[Collection entries]
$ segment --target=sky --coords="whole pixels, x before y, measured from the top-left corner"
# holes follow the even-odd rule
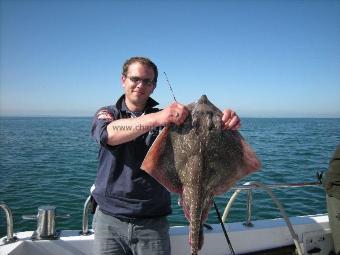
[[[166,107],[206,94],[241,117],[340,117],[340,1],[0,0],[0,115],[93,116],[132,56]]]

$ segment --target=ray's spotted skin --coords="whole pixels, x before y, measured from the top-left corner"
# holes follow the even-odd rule
[[[197,254],[213,196],[226,192],[261,164],[238,131],[222,127],[223,113],[205,95],[187,108],[184,123],[162,130],[141,168],[180,194],[190,222],[191,253]]]

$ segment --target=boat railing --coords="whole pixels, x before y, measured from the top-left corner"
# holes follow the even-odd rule
[[[5,237],[2,241],[4,242],[4,244],[15,242],[15,241],[17,241],[17,237],[14,236],[14,234],[13,234],[12,211],[5,203],[0,203],[0,208],[2,208],[5,211],[6,224],[7,224],[7,237]]]
[[[246,222],[244,223],[245,226],[252,226],[251,223],[251,217],[252,217],[252,204],[253,204],[253,196],[252,192],[254,189],[264,189],[263,185],[267,188],[267,190],[272,190],[272,189],[279,189],[279,188],[302,188],[302,187],[311,187],[311,186],[321,186],[321,178],[320,175],[318,175],[319,181],[315,182],[300,182],[300,183],[276,183],[276,184],[263,184],[260,182],[246,182],[241,186],[236,186],[233,187],[232,189],[235,190],[232,196],[230,197],[224,212],[222,216],[222,221],[226,222],[227,217],[229,215],[229,211],[237,198],[237,196],[242,192],[245,191],[247,192],[247,219]],[[261,184],[261,185],[259,185]],[[267,192],[268,193],[268,192]]]
[[[89,230],[89,209],[91,206],[91,196],[88,196],[83,209],[83,224],[82,224],[82,231],[80,232],[81,235],[90,235],[92,232]]]
[[[270,185],[266,185],[263,184],[261,182],[247,182],[245,183],[243,186],[240,187],[236,187],[234,189],[235,192],[233,193],[233,195],[231,196],[231,198],[228,201],[227,206],[225,207],[223,216],[222,216],[222,222],[225,222],[227,219],[227,216],[229,214],[230,208],[233,204],[233,202],[235,201],[236,197],[238,196],[238,194],[242,191],[242,190],[246,190],[247,191],[247,220],[244,223],[245,226],[247,227],[252,227],[253,224],[251,223],[251,215],[252,215],[252,191],[253,189],[263,189],[264,191],[267,192],[267,194],[270,196],[270,198],[273,200],[273,202],[276,204],[277,208],[279,209],[282,218],[285,220],[288,230],[292,236],[293,242],[295,244],[295,247],[297,249],[297,253],[303,254],[302,253],[302,247],[300,245],[299,242],[299,237],[298,235],[295,233],[294,229],[293,229],[293,225],[290,222],[287,213],[285,211],[285,209],[283,208],[281,202],[276,198],[276,196],[274,195],[274,193],[272,192],[272,189],[274,188],[296,188],[296,187],[307,187],[307,186],[320,186],[321,185],[321,178],[322,175],[318,175],[318,182],[307,182],[307,183],[292,183],[292,184],[270,184]]]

# How to complete this task
Retype every entry above exactly and, please, skip the pictures.

# Exercise answer
$ segment --target=sky --coords="whole pixels, x before y, measured from the top-left corner"
# holes follow the even-odd rule
[[[166,107],[206,94],[241,117],[340,117],[340,1],[0,0],[0,115],[93,116],[132,56]]]

$ segment --target=ray's spotted skin --coords="whole pixels, x before y, measured from the top-left corner"
# holes follow the even-odd rule
[[[197,254],[213,196],[226,192],[261,164],[238,131],[222,127],[223,113],[205,95],[187,108],[184,123],[162,130],[141,168],[180,194],[190,222],[191,253]]]

$ segment --target=boat railing --coords="whole pixels, x before y, measured from the top-left corner"
# holes follow the even-odd rule
[[[5,237],[2,241],[4,242],[4,244],[15,242],[15,241],[17,241],[17,237],[14,236],[14,234],[13,234],[12,211],[5,203],[0,203],[0,208],[2,208],[5,211],[6,224],[7,224],[7,237]]]
[[[246,222],[244,223],[245,226],[252,226],[251,223],[251,217],[252,217],[252,204],[253,204],[253,196],[252,192],[254,189],[264,189],[263,185],[267,188],[267,190],[272,190],[272,189],[279,189],[279,188],[302,188],[302,187],[311,187],[311,186],[321,186],[321,178],[320,175],[318,175],[319,181],[315,182],[300,182],[300,183],[276,183],[276,184],[263,184],[260,182],[246,182],[241,186],[236,186],[233,187],[232,189],[235,190],[232,196],[230,197],[224,212],[222,216],[222,221],[226,222],[227,217],[229,215],[229,211],[237,198],[237,196],[242,192],[245,191],[247,192],[247,219]],[[261,184],[261,185],[259,185]],[[267,192],[268,193],[268,192]]]
[[[89,230],[89,209],[91,206],[91,196],[88,196],[83,209],[83,224],[82,224],[82,231],[80,232],[81,235],[90,235],[92,232]]]
[[[270,185],[266,185],[263,184],[261,182],[247,182],[245,183],[243,186],[240,187],[236,187],[234,189],[235,192],[233,193],[233,195],[231,196],[231,198],[228,201],[227,206],[225,207],[223,216],[222,216],[222,222],[225,222],[227,219],[227,216],[229,214],[230,208],[233,204],[233,202],[235,201],[236,197],[238,196],[238,194],[242,191],[242,190],[246,190],[247,191],[247,220],[244,223],[245,226],[247,227],[252,227],[253,224],[251,223],[251,215],[252,215],[252,191],[253,189],[263,189],[264,191],[267,192],[267,194],[270,196],[270,198],[273,200],[273,202],[276,204],[277,208],[279,209],[282,218],[285,220],[288,230],[292,236],[293,242],[295,244],[295,247],[297,249],[297,253],[303,254],[302,253],[302,247],[300,245],[299,242],[299,237],[298,235],[295,233],[294,229],[293,229],[293,225],[290,222],[287,213],[285,211],[285,209],[283,208],[281,202],[276,198],[276,196],[274,195],[274,193],[272,192],[272,189],[274,188],[296,188],[296,187],[307,187],[307,186],[320,186],[321,185],[321,178],[322,175],[318,175],[318,182],[307,182],[307,183],[292,183],[292,184],[270,184]]]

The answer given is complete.